* Begin Given information *

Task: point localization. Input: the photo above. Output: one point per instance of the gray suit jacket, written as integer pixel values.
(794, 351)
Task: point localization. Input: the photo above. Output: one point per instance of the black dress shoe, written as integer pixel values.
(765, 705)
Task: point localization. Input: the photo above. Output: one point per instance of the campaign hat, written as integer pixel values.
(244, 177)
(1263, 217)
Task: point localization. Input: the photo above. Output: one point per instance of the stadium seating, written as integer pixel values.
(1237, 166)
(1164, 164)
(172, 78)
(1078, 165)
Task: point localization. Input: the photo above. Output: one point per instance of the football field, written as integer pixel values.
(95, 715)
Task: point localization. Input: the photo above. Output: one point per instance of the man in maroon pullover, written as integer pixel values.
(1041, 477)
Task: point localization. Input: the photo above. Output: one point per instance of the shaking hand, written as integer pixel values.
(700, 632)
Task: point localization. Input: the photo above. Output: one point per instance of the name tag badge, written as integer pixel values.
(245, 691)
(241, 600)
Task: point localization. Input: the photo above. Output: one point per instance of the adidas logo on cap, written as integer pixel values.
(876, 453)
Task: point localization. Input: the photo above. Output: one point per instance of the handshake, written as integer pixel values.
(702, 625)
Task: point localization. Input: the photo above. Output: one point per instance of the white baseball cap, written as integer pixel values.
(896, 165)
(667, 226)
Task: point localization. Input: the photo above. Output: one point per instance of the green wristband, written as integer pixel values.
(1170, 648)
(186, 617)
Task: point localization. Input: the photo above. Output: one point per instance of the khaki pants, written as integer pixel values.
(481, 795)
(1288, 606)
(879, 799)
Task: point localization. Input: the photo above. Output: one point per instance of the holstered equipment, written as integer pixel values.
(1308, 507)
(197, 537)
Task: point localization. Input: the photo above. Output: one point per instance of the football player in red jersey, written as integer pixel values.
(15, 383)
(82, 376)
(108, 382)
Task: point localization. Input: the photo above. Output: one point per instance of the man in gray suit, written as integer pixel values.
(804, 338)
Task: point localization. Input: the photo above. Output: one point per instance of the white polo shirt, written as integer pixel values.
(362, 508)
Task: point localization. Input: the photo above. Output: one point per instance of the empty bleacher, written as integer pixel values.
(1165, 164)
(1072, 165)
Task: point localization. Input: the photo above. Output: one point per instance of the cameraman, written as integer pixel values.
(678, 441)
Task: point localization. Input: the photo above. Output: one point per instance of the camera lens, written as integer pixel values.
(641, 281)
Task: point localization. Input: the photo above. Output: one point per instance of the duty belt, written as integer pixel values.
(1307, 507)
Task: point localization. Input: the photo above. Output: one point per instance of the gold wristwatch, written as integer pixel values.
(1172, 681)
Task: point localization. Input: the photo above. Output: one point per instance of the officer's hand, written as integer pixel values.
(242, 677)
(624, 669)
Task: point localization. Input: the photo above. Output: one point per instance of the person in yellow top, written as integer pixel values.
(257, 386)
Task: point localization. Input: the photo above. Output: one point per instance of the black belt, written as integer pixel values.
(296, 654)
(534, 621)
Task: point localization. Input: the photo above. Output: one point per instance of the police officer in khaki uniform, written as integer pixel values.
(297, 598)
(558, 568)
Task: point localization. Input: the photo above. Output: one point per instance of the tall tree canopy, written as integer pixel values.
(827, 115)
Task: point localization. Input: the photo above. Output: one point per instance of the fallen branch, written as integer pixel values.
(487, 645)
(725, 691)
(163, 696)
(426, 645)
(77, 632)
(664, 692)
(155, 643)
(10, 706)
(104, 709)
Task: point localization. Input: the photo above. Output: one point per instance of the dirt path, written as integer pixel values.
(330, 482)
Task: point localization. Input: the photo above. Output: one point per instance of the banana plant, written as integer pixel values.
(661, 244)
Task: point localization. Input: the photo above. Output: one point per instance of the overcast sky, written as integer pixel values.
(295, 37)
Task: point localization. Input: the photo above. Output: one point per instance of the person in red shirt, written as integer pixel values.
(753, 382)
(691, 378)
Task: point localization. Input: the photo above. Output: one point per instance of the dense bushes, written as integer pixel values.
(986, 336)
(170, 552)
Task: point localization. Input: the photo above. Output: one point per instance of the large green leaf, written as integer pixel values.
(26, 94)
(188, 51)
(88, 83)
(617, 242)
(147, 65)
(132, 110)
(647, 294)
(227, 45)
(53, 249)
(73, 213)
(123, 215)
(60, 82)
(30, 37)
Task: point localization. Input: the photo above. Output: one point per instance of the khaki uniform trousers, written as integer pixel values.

* End Given information *

Task to carry out — Repeat exactly the lines above from the line that contains "red shirt, written as integer pixel values." through the end. Include both of these ends; leave out everything else.

Problem solution —
Task: point localization. Input: the photo above. Output: one point per instance of the person in red shirt, written as integer pixel values.
(753, 382)
(691, 378)
Task: point localization. Input: the photo above. Output: one point per instance of the dense bushes, written as integer pixel values.
(986, 336)
(170, 552)
Task: point localization. Input: the photo above. Output: one point per instance of the large green leaf, written as integer pixel values.
(26, 94)
(188, 51)
(88, 83)
(617, 242)
(147, 65)
(132, 110)
(647, 294)
(227, 45)
(53, 249)
(73, 213)
(123, 215)
(60, 82)
(30, 37)
Task: point localization. Input: the photo above. Output: one point per instance of the khaki uniform trousers, written as integer pixel values.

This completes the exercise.